Problem 1:
In the passage on physician shortages, how many J-1 visa physicians may each state sponsor per year under the Conrad 30 Waiver Program?
Problem 2:
From the passage on physician shortages, reproduce word for word the section that begins at the words "The program has" and stops after "the current limit.".
Problem 3:
Carry on the passage on physician shortages, picking up after its last sentence.

Document excerpt:

━━━━━━━━━━━━━━━━

State-level programs add another layer. Many states offer their own loan forgiveness, tax incentives, or signing bonuses for physicians who agree to practice in designated shortage areas, sometimes stacking on top of federal awards.
International Medical Graduates
International medical graduates already make up roughly a quarter of the U.S. physician workforce. Expanding their pathways into practice is one of the fastest levers available. The Conrad 30 Waiver Program allows each state to sponsor up to 30 J-1 visa physicians per year, waiving the requirement that they return to their home country for two years after completing training. In exchange, these physicians commit to working in underserved areas.
The program has been effective but fragile. It requires periodic congressional reauthorization, and lapses in funding or government shutdowns can freeze new eligibility entirely. Proposals to make the program permanent, increase the 30-per-state cap, and streamline the application process have circulated for years. Some states consistently fill all 30 slots, suggesting the demand for waivers far exceeds the current limit.
Beyond visa waivers, the credentialing process itself is a barrier. International graduates must pass a series of licensing exams, complete a U.S. residency, and navigate a complex patchwork of state licensing rules. Streamlining these requirements, particularly for experienced physicians who have already practiced for years in comparable healthcare systems, could bring qualified doctors into the workforce more quickly.
Expanding Scope of Practice
Not every healthcare need requires a physician. Nurse practitioners, physician assistants, certified nurse midwives, and pharmacists can handle many of the routine visits, chronic disease management tasks, and preventive care appointments that currently consume physician time. More than half of U.S. states now grant nurse practitioners full practice authority, allowing them to diagnose, treat, and prescribe independently. Research consistently shows that for primary care, outcomes under nurse practitioner-led care are comparable to physician-led care.

━━━━━━━━━━━━━━━━

Dataset excerpts:
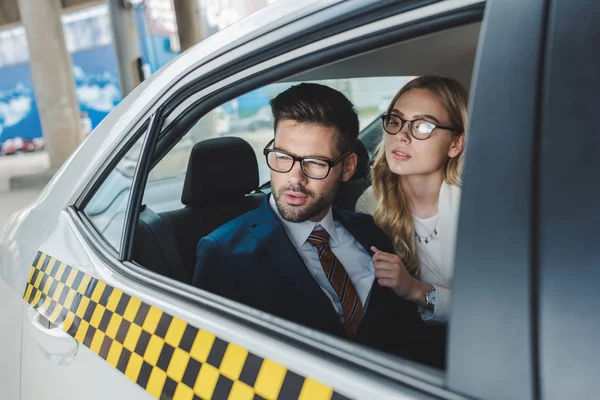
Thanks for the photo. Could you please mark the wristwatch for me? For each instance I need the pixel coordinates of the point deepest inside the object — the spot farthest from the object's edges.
(430, 299)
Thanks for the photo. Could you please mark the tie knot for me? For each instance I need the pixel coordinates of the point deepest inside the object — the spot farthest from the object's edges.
(318, 238)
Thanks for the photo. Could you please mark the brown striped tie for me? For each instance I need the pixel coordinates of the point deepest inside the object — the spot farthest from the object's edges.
(340, 281)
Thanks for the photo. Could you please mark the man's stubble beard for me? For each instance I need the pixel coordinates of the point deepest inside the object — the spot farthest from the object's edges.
(304, 213)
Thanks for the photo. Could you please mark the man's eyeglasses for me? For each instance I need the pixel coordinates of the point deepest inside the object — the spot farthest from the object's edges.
(312, 167)
(418, 128)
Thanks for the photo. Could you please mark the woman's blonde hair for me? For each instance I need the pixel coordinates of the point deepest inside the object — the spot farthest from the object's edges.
(392, 213)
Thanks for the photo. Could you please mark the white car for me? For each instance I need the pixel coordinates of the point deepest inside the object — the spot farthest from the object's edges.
(95, 300)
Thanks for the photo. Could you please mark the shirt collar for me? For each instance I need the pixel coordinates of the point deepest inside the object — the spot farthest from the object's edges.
(299, 232)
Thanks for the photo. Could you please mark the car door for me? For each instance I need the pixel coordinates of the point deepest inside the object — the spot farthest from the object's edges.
(492, 334)
(60, 348)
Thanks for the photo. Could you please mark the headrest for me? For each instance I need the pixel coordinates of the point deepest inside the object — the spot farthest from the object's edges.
(362, 166)
(220, 168)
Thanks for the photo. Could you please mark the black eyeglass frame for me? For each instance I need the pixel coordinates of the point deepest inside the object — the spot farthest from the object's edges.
(330, 163)
(410, 122)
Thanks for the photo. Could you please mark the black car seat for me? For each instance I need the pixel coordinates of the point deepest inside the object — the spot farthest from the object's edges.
(350, 191)
(221, 176)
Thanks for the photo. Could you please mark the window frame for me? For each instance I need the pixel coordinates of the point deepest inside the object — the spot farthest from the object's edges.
(398, 372)
(494, 305)
(92, 188)
(567, 234)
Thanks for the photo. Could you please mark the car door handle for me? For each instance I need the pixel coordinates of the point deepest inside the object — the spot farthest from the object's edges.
(57, 345)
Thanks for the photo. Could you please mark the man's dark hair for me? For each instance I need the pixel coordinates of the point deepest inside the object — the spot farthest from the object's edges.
(321, 105)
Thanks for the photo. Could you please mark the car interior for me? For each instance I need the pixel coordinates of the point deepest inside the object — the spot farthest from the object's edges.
(165, 242)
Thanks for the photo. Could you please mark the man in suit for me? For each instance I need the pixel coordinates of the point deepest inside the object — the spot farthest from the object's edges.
(299, 258)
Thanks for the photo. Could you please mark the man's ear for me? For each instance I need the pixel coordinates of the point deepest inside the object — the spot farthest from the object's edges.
(457, 145)
(349, 167)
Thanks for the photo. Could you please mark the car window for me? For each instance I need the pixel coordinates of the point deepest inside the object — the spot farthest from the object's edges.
(249, 117)
(107, 206)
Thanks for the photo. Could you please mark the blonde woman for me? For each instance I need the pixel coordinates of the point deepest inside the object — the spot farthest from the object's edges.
(416, 191)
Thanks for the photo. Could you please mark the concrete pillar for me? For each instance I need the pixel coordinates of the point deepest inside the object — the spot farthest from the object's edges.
(189, 23)
(53, 80)
(126, 42)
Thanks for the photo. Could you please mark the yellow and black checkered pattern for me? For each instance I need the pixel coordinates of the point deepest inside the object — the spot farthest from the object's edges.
(163, 354)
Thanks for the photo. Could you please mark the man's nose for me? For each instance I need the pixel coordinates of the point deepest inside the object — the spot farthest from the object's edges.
(296, 175)
(404, 134)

━━━━━━━━━━━━━━━━

Expected answer 1:
Up to 30 per year.

Expected answer 2:
The program has been effective but fragile. It requires periodic congressional reauthorization, and lapses in funding or government shutdowns can freeze new eligibility entirely. Proposals to make the program permanent, increase the 30-per-state cap, and streamline the application process have circulated for years. Some states consistently fill all 30 slots, suggesting the demand for waivers far exceeds the current limit.

Expected answer 3:
This isn’t a replacement for physicians. It’s a redistribution. When advanced practice providers handle straightforward cases, physicians can focus on complex patients and procedures that genuinely require their training. Team-based care models that pair physicians with several advanced practice providers can effectively multiply a single doctor’s reach across a much larger patient panel.
Telehealth and Geographic Redistribution
Telehealth doesn’t create new physicians, but it allows existing ones to serve patients in areas they’d never physically relocate to. A dermatologist in Boston can read skin images from a clinic in rural Mississippi. A psychiatrist in Chicago can conduct therapy sessions with patients across the Midwest. For specialties where the shortage is most severe, like psychiatry, endocrinology, and rheumatology, telehealth effectively decouples a doctor’s location from the communities they serve.
The pandemic-era expansion of telehealth reimbursement and interstate licensing compacts made this far more practical. The Interstate Medical Licensure Compact now includes 40 states and territories, allowing physicians to obtain licenses in multiple states through a single streamlined application. Maintaining these regulatory flexibilities is essential. If reimbursement rules tighten or licensing compacts shrink, the geographic reach of the existing workforce contracts with them.